- Görev metni:
İdari para cezalarına yapılan itirazlarda görevli yargı yerini anlatan metni son cümlesinden sonra sürdürün.

- Verilen metin:
=====
Bu Kanundaki idarî para cezaları, aynı fiilin bir suç veya daha ağır idarî para cezası ile cezalandırılmayı gerektiren kabahat oluşturmaması hâlinde uygulanır" denilmiş, aynı Kanunun 13. maddesi ise, 5728 sayılı Kanun'un 496. maddesi ile değiştirilerek, bu Kanunda yer alan idarî para cezalarının, yetkili kuruluşlar tarafından verileceği belirtilmiştir. 5728 sayılı Kanun hükümleri 8.2.2008 tarihinde yürürlüğe girmiştir.

4703 sayılı Yasa'da son haliyle, idari para cezasına karşı kanun yoluna ilişkin bir düzenlemeye yer verilmemiştir.

1.6.2005 tarihinde 5326 sayılı Kabahatler Kanunu'nun yürürlüğe girmesi üzerine Uyuşmazlık Mahkemesi Hukuk Bölümü'nce, sözü edilen Kanun'un diğer kanunlarda düzenlenen idari yaptırımlar ile bunlara karşı yapılacak itirazlara ilişkin görev hükümleri üzerindeki etkisinin incelenmesi sonucunda: diğer kanunlarda düzenlenen idari yaptırımın, dayanağı olan yasanın amacı dikkate alınarak; Kabahatler Kanunu'nun 1., 2., 16. ve 19. maddelerinde belirtilen koşulları taşıması, 27. maddenin (1) numaralı bendinde belirtilen idari yaptırımlardan olması halinde, idari para cezaları ve mülkiyetin kamuya geçirilmesine ilişkin olanlarına karşı 1.6.2005 tarihinden sonra yapılacak itirazlarda sulh ceza mahkemelerinin genel görevli kılındığına ve bu nedenle doğan görev uyuşmazlıklarında adli yargı yerinin görevli bulunduğuna karar verilmiştir.

Daha sonra, 5326 sayılı Kabahatler Kanunu'nun "Genel kanun niteliği" başlıklı 3. maddesi, Anayasa Mahkemesi'nin 1.3.2006 gün ve E:2005/108, K:2006/35 sayılı kararıyla iptal edilmiş ve gerekçeli kararı 22.7.2006 gün ve 26236 sayılı Resmi Gazete'de yayımlanmış ve iptal hükmünün, kararın Resmi Gazetede yayımlanmasından başlayarak altı ay sonra yürürlüğe girmesine karar verilmiş; yasama organı tarafından iptal hükmü doğrultusunda yasal düzenleme yapılmaması sürecinde, anılan madde hükmünün yürürlükte bulunduğu düşüncesiyle, aynı doğrultuda karar verilmeye devam edilmiş; yasama organı tarafından, Anayasa Mahkemesi'nce verilen altı aylık süre içinde iptal hükmü doğrultusunda yasal düzenleme yapılması halinde ise, işaret edilen yargı yerinin yeni düzenlemenin yürürlüğe girdiği tarihten itibaren görevli olacağı belirtilmiştir.
=====
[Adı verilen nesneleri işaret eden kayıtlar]
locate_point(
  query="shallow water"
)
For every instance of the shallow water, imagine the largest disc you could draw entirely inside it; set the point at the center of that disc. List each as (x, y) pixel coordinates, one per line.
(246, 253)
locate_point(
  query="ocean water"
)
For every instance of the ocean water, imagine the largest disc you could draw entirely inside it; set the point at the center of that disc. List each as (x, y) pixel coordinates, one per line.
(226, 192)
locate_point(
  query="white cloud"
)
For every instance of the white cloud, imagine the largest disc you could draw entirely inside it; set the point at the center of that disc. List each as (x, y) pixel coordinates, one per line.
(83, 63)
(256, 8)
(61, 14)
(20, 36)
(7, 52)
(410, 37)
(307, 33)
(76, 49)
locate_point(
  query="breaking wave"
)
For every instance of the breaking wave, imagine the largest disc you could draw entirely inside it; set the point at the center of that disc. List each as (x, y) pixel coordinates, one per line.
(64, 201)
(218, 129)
=====
- Görev çıktısı:
Son olarak, 30.3.2005 tarihli ve 5326 sayılı Kabahatler Kanununun 3 üncü maddesini değiştiren 6.12.2006 günlü, 5560 sayılı Yasa'nın 31. maddesinde " (1) Bu Kanunun;

a) İdari yaptırım kararlarına karşı kanun yoluna ilişkin hükümleri, diğer kanunlarda aksine hüküm bulunmaması halinde,

b) Diğer genel hükümleri, idarî para cezası veya mülkiyetin kamuya geçirilmesi yaptırımını gerektiren bütün fiiller hakkında,

uygulanır." denilmiştir.

19.12.2006 tarihinde yürürlüğe giren bu düzenlemeye göre, Kabahatler Kanunu'nun; İdarî yaptırım kararlarına karşı kanun yoluna ilişkin hükümlerinin, diğer kanunlarda aksine hüküm bulunmaması halinde uygulanacağı; diğer kanunlarda görevli mahkemenin gösterildiği durumunda ise uygulanmayacağı anlaşılmaktadır.

Görev kuralları kamu düzenine ilişkin olduğundan, görev konusunda taraflar için bir müktesep hak doğmayacağı; bu nedenle, yeni bir yasayla kabul edilen görev kurallarının, geçmişe de etkili olacağı, bilinen bir genel hukuk ilkesidir.

Davanın açıldığı andaki kurallara göre görevli olan mahkeme, yeni bir yasa ile görevsiz hale gelmiş ise, (davanın açıldığı anda görevli olan ve fakat yeni yasaya göre görevsiz hale gelen) mahkemenin görevsizlik kararı vermesi gerekeceği; ancak, yeni yasadaki görev kuralının, değişikliğin yürürlüğe girmesinden sonra açılacak davalarda uygulanacağına dair intikal hükümlerinin varlığı halinde, mahkemece görevsizlik kararı verilemeyeceği açıktır.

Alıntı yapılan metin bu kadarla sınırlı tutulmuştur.